Passage »
Glossary
RAG (Retrieval-Augmented Generation)
RAG (Retrieval-Augmented Generation) is an AI architecture that couples a large language model with an upfront semantic retrieval step — typically via a vector database — to ground generation in fresh, private, or domain-specific data that the model doesn't have in its weights.
Also known as
- RAG
- Retrieval-Augmented Generation
RAG solves 3 fundamental LLM limitations: (1) **knowledge cutoff** — the model's training data doesn't include anything created after its cutoff date; (2) **hallucinations** — the model fabricates when it doesn't know; (3) **private data** — the model has no knowledge of a given company's internal content.
Standard pipeline: indexing (split documents into chunks, embed each chunk, store in a vector DB) then runtime (embed the query, retrieve the top-k nearest chunks, inject them into the prompt with an instruction like "answer using only these sources").
2026 variants: hybrid RAG (vector cosine + BM25 keyword), agentic RAG (the agent decides what to retrieve across multiple turns), tool-RAG (retrieving tools rather than documents), GraphRAG (retrieval over a graph rather than a flat vector store).

Provided records »
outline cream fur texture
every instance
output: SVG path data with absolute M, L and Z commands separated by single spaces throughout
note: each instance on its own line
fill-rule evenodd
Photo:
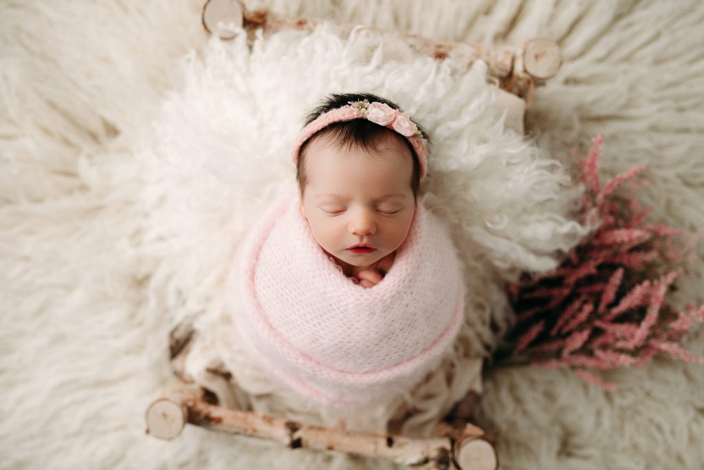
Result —
M 455 358 L 487 356 L 510 326 L 501 282 L 549 268 L 584 230 L 569 221 L 566 144 L 584 149 L 603 132 L 605 175 L 647 165 L 653 218 L 704 228 L 698 2 L 248 4 L 486 45 L 547 37 L 564 64 L 535 97 L 537 142 L 527 142 L 503 128 L 481 66 L 394 63 L 394 48 L 365 35 L 284 33 L 249 54 L 241 40 L 209 42 L 197 2 L 4 2 L 0 469 L 394 468 L 192 426 L 173 442 L 144 433 L 146 406 L 172 378 L 169 328 L 220 321 L 224 270 L 293 184 L 287 144 L 319 94 L 366 88 L 430 131 L 427 204 L 476 276 Z M 676 299 L 702 302 L 703 282 L 698 261 Z M 704 353 L 700 337 L 689 347 Z M 427 384 L 444 391 L 417 402 L 418 426 L 470 388 L 462 376 Z M 701 468 L 701 366 L 659 359 L 604 377 L 620 389 L 486 369 L 475 419 L 496 436 L 501 468 Z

Your tasks »
A. Decide whether each statement agrees with the RAG glossary entry above, answering yes or no and quoting the words from the entry that settle it. (i) During indexing, each chunk is embedded and stored in a vector database. (ii) Tool-RAG retrieves documents rather than tools. (iii) GraphRAG performs retrieval over a flat vector store.
B. Please continue the RAG glossary entry above, picking up after its final sentence.

Answers for each item »
A.
(i) Yes: "split documents into chunks, embed each chunk, store in a vector DB"
(ii) No: "tool-RAG (retrieving tools rather than documents)"
(iii) No: "GraphRAG (retrieval over a graph rather than a flat vector store)"

B.
In the getchatsocial.com product
getchatsocial.com uses multi-stage hybrid RAG: tool-RAG pgvector + BM25 for per-turn tool selection, KG-RAG for brand context retrieval, and a tool-result cache for intra-conversation deduplication.
FAQ
What chunk size should I use for RAG?
For technical text: 500–1,000 tokens. For marketing or brand voice content: 200–500 tokens. The rule of thumb: a chunk should be relevant and self-contained when read in isolation.
Which embedding model is recommended in 2026?
OpenAI text-embedding-3-large for quality, or voyage-3 / cohere-embed-v3 for multilingual use cases with a better price-to-quality ratio. For non-English languages specifically, Voyage frequently leads benchmarks.